#### Directions for this task:
List every wood product named in the 4-H project day text below as something shown to the 4-H'ers.

The LSU AgCenter’s Natchitoches Parish Extension Service held its 4-H project day at Prather Coliseum on the NSU Campus Friday April 28, 2006. Nearly 200 4-H'ers, leaders and volunteers were in attendance. During this past school year the 4-H club meetings focused on agriculture and its relation to them. Members learned that we are all dependent on agriculture in some way and not just by the food we have on our table. Even though there are only a few people who directly produce our food and fiber, many are dependent upon agriculture for their livelihoods. Grocery stores and their employees are dependent upon agriculture. So are truck drivers, fast food employees, food service workers, petroleum and chemical industry workers, wood mill workers, processing plant workers and so on. Everyone depends on agriculture in some fashion.

Since agriculture was the focus this year in the clubs, so it was at project day.

4-H'ers were taught about eating right and healthy. They even got to taste some microwaved soybeans. They are better than you think and are healthy, as were the sweet-potato chips.

4-H'ers were taught about forestry and wood products. (Yes trees are an agricultural crop.) They were shown many uses of wood products that are taken for granted. These products range from lumber for our wood to pencils to paper to mulch products to toilet paper.

4-H'ers were taught about what it takes to raise an animal. The animal that was use was a rabbit, but much of this can apply to basic care for any animal. It takes a responsible and dedicated person to raise animals that are our put into our food supply.

#### Provided data:

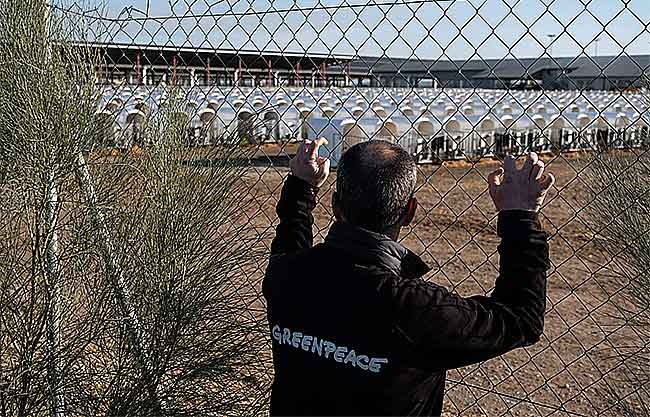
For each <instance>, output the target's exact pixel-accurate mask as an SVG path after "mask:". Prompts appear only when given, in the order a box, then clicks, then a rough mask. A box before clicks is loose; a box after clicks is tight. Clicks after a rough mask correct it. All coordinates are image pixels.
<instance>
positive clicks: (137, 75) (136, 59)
mask: <svg viewBox="0 0 650 417" xmlns="http://www.w3.org/2000/svg"><path fill="white" fill-rule="evenodd" d="M135 83H136V84H137V85H140V84H142V63H141V62H140V52H138V54H137V55H136V56H135Z"/></svg>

#### Response area:
lumber, pencils, paper, mulch products, toilet paper